■ Source passage
┏━━

Its been a rough past couple of months for me. I dont want to start off with the "pity me" vibe, thats not what I'm looking for. I want to fill everyone in on whats going on and why I havnt been blogging. I made a promise to myself...this will not be a continual rant of mine, forever complaining about him.
2 months ago my husband came home, from a lengthy visit to IL where his family lives, and said our marriage is not working and where do we stand. I could see where he was coming from because our marriage has been a rough and bumpy road since he came back. (2 years ago he'd had an on ship affair and moved in with her when they came back from deployment, I was pregnant with E) Went thru counseling, trying to communicate but it boils down to his anger stood in the way of helping either of us heal. He is a very angry man and takes it out on everyone. Also, we were just not in love anymore. Neither of us. We basically decided mutually to raise our kids together and get along the best possible. Little did I know it went deeper with him. He'd decided to move on way before talking to me.
I found out by complete accident that he was in communication with an old high school girlfriend. Now, normally there wouldnt be an issue with this. According to his cell phone bill he'd been talking 20-30 times a day for long periods of time. It felt like a Deja Vu moment. Thats how his first affair started out. I did confront him about it and I glad for both of us he didn't deny he had feelings for her but refused to say if it went deeper, for obvious reasons.

┗━━

■ Records provided
┏━━

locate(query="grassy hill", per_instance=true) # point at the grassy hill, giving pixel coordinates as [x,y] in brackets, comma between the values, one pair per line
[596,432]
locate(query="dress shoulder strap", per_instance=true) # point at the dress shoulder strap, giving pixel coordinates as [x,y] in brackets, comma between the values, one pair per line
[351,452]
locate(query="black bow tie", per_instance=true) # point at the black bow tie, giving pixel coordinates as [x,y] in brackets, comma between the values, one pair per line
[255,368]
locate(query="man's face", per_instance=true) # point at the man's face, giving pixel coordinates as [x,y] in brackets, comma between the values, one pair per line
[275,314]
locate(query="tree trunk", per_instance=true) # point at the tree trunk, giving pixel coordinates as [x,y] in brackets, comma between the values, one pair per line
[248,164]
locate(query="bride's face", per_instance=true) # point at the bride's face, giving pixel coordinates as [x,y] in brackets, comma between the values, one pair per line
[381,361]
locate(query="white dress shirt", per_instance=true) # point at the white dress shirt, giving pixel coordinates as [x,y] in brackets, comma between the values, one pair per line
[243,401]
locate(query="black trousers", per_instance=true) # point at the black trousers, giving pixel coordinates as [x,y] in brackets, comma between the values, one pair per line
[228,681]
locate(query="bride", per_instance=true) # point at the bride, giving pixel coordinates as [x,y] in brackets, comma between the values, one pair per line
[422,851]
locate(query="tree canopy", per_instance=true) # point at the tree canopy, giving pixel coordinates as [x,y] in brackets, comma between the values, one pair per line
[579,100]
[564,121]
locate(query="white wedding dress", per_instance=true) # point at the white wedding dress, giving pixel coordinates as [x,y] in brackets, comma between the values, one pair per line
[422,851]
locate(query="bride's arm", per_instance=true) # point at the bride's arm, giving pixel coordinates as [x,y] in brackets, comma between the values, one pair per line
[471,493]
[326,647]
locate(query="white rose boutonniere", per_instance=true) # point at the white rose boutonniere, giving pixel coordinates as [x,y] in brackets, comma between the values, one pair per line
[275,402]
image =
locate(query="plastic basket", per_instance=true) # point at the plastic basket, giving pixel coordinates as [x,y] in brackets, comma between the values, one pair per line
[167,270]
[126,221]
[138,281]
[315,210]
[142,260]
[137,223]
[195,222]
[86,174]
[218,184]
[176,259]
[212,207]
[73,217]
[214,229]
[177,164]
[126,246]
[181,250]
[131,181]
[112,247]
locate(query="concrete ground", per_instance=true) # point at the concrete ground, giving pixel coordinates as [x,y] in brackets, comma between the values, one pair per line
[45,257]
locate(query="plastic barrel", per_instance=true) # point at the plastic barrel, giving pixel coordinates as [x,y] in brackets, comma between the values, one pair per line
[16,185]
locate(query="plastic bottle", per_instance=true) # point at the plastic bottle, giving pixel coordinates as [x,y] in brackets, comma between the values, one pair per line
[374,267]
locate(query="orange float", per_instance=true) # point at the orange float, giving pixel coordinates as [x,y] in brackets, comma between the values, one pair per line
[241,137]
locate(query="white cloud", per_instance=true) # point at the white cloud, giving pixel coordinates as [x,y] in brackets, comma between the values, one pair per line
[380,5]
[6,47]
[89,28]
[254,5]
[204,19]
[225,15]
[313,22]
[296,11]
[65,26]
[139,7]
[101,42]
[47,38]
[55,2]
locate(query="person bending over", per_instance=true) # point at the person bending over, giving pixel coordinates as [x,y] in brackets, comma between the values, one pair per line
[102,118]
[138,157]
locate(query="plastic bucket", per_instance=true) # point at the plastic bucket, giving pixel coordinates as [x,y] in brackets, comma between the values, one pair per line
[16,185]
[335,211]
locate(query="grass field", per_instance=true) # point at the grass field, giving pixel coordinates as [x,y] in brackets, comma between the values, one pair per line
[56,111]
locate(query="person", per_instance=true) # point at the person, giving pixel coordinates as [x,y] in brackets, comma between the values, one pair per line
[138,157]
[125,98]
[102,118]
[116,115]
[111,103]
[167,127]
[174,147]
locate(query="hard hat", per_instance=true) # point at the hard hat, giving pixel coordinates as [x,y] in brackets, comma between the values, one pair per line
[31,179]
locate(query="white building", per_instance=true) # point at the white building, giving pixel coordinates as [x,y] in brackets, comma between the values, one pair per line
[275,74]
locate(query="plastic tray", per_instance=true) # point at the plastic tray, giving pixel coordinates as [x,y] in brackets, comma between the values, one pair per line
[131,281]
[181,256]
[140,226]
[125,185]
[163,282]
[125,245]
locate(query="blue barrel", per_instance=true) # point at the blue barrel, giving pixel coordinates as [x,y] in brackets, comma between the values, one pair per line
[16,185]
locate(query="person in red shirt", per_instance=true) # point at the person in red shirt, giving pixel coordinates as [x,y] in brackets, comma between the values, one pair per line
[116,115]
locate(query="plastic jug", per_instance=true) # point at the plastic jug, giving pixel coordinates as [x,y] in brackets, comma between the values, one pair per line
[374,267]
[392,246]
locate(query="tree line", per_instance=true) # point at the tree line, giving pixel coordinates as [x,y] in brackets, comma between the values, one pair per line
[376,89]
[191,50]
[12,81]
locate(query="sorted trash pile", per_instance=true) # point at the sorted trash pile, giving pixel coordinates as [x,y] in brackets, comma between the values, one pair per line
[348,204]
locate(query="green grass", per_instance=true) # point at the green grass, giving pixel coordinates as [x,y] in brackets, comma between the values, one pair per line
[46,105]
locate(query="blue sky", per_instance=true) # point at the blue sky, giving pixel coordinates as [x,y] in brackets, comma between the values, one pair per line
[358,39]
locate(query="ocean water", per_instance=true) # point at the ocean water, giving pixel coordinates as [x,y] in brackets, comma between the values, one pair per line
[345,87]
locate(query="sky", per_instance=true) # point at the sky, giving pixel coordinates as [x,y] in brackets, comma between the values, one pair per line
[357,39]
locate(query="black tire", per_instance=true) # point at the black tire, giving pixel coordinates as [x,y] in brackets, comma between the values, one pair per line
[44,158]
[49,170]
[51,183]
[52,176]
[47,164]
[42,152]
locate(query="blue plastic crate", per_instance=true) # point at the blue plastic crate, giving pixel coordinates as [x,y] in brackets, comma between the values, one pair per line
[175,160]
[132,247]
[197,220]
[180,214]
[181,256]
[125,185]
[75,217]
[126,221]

┗━━

■ Instructions
a. Answer these from the blog post:
(i) Where does the husband's family live?
(ii) According to his cell phone bill, how many times a day had he been talking with his old high school girlfriend?
(iii) How long ago did he have the on-ship affair?
b. Which lines of the records contain the word "face"? Gather each of them.

■ Answers per task
a.
(i) IL
(ii) 20-30 times a day
(iii) 2 years ago

b.
locate(query="man's face", per_instance=true) # point at the man's face, giving pixel coordinates as [x,y] in brackets, comma between the values, one pair per line
locate(query="bride's face", per_instance=true) # point at the bride's face, giving pixel coordinates as [x,y] in brackets, comma between the values, one pair per line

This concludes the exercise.